Repérez dans les items toutes les lignes contenant la chaîne "yellow" et recopiez-les intégralement, en respectant la casse.

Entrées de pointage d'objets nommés
==============================

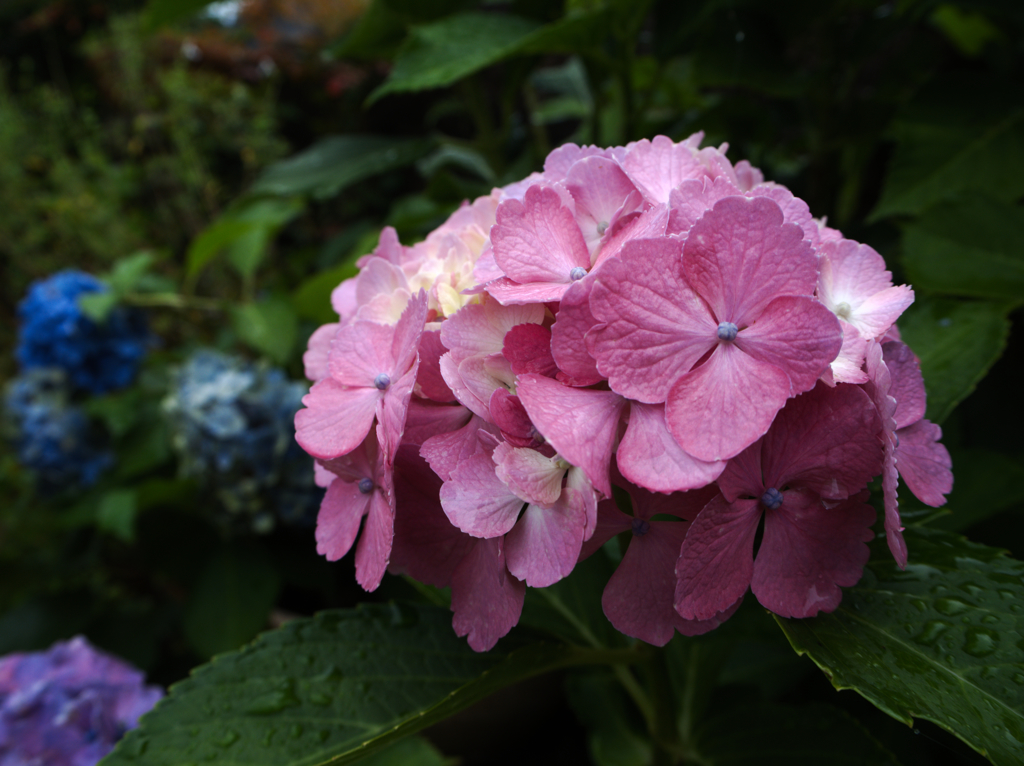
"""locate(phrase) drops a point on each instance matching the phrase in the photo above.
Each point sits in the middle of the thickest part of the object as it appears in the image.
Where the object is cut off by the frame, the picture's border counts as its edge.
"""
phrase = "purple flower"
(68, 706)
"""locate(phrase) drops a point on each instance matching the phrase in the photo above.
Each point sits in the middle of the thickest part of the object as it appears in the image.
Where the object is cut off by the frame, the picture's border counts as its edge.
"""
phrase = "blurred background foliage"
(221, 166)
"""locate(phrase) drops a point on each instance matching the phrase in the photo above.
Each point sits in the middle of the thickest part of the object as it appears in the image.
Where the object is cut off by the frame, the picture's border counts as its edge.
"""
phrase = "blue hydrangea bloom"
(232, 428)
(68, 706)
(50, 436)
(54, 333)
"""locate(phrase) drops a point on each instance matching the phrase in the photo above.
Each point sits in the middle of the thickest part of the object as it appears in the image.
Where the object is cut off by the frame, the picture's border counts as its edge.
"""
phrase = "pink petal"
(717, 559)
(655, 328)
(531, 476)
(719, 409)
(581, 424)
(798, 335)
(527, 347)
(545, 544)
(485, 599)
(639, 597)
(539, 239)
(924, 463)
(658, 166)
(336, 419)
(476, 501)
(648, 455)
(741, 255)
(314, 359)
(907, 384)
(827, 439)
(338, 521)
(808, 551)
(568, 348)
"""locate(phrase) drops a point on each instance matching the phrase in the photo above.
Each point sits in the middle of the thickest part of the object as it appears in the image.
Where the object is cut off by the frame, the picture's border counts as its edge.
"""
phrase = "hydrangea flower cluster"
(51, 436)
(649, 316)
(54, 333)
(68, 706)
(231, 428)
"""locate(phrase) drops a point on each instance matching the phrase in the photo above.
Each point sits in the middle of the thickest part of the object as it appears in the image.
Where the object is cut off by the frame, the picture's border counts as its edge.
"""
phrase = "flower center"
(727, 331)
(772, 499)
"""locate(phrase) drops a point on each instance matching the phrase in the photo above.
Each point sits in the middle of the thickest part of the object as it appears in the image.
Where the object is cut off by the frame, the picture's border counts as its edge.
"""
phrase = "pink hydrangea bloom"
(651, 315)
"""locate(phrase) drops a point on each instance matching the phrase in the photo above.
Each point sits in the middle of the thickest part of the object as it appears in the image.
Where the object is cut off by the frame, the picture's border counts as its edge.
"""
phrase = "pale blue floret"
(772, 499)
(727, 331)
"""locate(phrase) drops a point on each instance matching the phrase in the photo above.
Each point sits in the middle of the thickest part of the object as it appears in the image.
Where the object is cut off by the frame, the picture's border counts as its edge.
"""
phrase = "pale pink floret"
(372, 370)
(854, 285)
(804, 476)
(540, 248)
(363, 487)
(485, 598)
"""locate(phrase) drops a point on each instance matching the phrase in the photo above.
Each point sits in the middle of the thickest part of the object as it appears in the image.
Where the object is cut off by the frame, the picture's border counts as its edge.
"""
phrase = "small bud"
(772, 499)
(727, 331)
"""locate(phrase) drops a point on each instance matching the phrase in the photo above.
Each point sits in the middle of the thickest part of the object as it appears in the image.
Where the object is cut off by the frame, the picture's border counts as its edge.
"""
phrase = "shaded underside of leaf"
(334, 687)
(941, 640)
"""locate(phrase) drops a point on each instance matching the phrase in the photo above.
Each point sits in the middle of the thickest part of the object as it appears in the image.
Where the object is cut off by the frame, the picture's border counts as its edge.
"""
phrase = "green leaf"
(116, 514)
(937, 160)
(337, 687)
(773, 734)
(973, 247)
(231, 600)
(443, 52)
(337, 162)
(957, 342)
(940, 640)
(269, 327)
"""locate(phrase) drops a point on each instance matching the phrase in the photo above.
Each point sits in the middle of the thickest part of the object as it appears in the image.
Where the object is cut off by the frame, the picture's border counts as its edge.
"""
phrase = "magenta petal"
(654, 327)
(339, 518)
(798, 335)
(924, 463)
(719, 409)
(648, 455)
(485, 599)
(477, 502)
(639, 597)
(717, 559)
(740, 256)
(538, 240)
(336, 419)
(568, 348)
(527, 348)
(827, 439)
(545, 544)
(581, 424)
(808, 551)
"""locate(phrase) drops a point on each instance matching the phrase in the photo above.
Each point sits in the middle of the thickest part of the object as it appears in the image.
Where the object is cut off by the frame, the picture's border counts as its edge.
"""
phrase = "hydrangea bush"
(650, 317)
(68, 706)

==============================

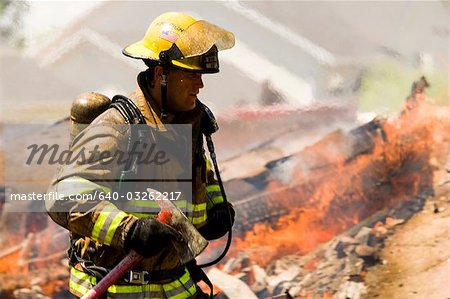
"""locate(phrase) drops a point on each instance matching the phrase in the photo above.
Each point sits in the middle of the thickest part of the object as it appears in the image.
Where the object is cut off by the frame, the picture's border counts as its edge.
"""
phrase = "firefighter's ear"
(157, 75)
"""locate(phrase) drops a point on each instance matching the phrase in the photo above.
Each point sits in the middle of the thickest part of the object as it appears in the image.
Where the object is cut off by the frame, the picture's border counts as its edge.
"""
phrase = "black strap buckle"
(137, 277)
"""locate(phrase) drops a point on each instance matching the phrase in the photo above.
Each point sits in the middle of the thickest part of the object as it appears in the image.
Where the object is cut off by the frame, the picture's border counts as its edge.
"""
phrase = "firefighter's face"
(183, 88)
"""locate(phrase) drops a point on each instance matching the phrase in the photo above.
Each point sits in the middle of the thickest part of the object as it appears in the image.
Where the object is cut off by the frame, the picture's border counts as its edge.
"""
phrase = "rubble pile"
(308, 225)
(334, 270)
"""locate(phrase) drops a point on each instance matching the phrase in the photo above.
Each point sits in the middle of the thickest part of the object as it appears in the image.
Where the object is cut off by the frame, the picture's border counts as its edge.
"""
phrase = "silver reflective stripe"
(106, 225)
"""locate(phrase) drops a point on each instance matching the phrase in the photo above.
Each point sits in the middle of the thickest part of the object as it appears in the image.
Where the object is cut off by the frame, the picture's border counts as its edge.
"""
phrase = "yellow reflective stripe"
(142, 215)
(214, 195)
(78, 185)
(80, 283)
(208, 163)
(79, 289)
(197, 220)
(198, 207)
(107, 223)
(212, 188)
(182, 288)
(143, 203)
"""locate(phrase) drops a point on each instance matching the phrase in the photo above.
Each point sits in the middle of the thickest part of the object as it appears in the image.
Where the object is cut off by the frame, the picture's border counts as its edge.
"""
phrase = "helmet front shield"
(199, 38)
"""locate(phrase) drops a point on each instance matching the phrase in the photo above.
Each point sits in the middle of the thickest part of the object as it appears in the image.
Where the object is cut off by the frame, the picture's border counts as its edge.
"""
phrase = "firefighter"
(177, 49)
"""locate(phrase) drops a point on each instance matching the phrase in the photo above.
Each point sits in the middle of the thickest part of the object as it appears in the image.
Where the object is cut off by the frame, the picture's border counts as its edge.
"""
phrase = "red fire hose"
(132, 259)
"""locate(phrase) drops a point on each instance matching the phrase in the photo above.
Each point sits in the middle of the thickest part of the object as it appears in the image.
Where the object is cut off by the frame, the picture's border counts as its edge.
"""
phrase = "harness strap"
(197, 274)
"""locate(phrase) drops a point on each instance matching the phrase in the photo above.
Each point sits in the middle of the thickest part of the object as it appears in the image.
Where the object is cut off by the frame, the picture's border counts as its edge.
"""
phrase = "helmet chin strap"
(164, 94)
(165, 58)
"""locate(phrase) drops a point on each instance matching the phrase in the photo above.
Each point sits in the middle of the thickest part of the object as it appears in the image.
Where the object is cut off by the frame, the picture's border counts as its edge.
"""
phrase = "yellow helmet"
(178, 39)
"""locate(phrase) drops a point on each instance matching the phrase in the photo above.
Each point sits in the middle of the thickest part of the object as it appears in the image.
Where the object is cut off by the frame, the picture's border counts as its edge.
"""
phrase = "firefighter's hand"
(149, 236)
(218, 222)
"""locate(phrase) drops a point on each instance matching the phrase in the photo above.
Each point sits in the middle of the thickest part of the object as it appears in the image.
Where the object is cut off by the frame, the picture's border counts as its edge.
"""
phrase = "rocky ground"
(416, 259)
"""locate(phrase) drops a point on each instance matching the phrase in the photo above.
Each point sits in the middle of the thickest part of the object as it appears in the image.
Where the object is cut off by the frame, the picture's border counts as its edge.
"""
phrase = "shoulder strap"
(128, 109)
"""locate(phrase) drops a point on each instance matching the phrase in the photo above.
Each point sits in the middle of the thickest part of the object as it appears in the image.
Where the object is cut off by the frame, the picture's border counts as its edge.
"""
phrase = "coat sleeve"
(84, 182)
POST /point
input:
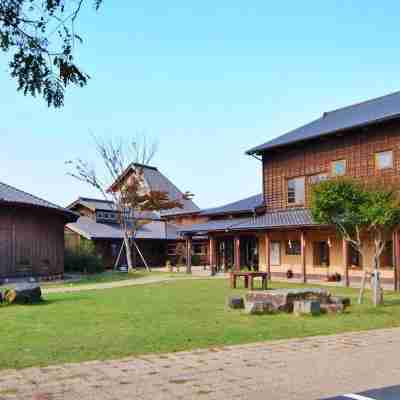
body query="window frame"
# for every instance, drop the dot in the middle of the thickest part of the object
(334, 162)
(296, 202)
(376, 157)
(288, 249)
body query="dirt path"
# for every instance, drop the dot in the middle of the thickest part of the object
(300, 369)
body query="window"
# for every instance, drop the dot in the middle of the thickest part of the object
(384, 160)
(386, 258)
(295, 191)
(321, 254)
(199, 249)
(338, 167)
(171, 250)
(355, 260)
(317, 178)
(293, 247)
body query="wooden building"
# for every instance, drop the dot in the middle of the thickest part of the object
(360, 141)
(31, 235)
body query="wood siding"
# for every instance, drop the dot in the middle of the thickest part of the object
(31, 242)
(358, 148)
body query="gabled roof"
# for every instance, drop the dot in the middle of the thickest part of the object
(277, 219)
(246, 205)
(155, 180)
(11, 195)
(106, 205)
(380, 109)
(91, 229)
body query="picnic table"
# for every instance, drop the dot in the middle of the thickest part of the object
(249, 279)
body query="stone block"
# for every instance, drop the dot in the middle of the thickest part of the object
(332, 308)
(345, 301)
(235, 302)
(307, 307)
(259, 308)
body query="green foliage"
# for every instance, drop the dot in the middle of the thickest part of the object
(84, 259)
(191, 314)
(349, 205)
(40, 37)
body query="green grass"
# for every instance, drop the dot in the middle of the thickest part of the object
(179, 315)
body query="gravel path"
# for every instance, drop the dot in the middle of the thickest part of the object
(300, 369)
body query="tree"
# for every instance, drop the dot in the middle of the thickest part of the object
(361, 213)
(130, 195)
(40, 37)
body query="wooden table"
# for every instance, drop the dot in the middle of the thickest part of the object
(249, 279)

==============================

**RÉPONSE:**
phrase = "yellow reflective stripe"
phrase = "yellow helmet"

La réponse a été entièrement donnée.